• [TEXT BLOCK]:

● ● ● ●

FinAgent-Bench
FinAgent-Bench is t54's public, reproducible, auto-scored benchmark for evaluating personal-finance AI agents.
FinAgent-Bench is t54's public, reproducible, auto-scored benchmark for personal-finance AI agents. It is the evaluation harness we use to measure how well a financial agent actually performs before it is trusted with real-world decisions. The project is available on GitHub at t54-labs/FinAgent-Bench.
The benchmark answers two questions about any financial agent:
- Is its knowledge solid? Accuracy across the US CFP Board's official knowledge domains, reported as a comparable "CFP-equivalent score."
- Does it do the job reliably? Performance on high-frequency practical tasks such as credit repair, credit-card analysis, debt optimization, and repayment-plan generation.
Two themes run through every item. First, compute correctly: money math must be done with tools and verified against a deterministic reference implementation, never the model's mental arithmetic. Second, stay within guardrails: the agent must refuse non-compliant requests, disclose assumptions, and avoid advice that is mechanically optimal but unsafe.
What It Tests
FinAgent-Bench is organized into a knowledge layer and an applied layer.
The knowledge layer is aligned to the CFP Board's eight Principal Knowledge Domains. Investment Planning (A4), the highest-weight domain, is currently implemented, and the remaining domains are designed and queued.
The applied layer covers four practical capabilities that financial agents are most often asked to perform.

● ● ● ●

• [SOURCE DATA]:
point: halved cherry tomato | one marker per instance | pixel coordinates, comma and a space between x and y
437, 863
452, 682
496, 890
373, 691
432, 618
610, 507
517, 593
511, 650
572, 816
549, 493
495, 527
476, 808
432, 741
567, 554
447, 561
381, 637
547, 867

● ● ● ●

• [WHAT IS BEING ASKED]:
According to the FinAgent-Bench page, which CFP Board knowledge domain is currently implemented in the knowledge layer? Answer from the FinAgent-Bench page alone.

• [WORKED SOLUTION]:
Investment Planning (A4), the highest-weight domain.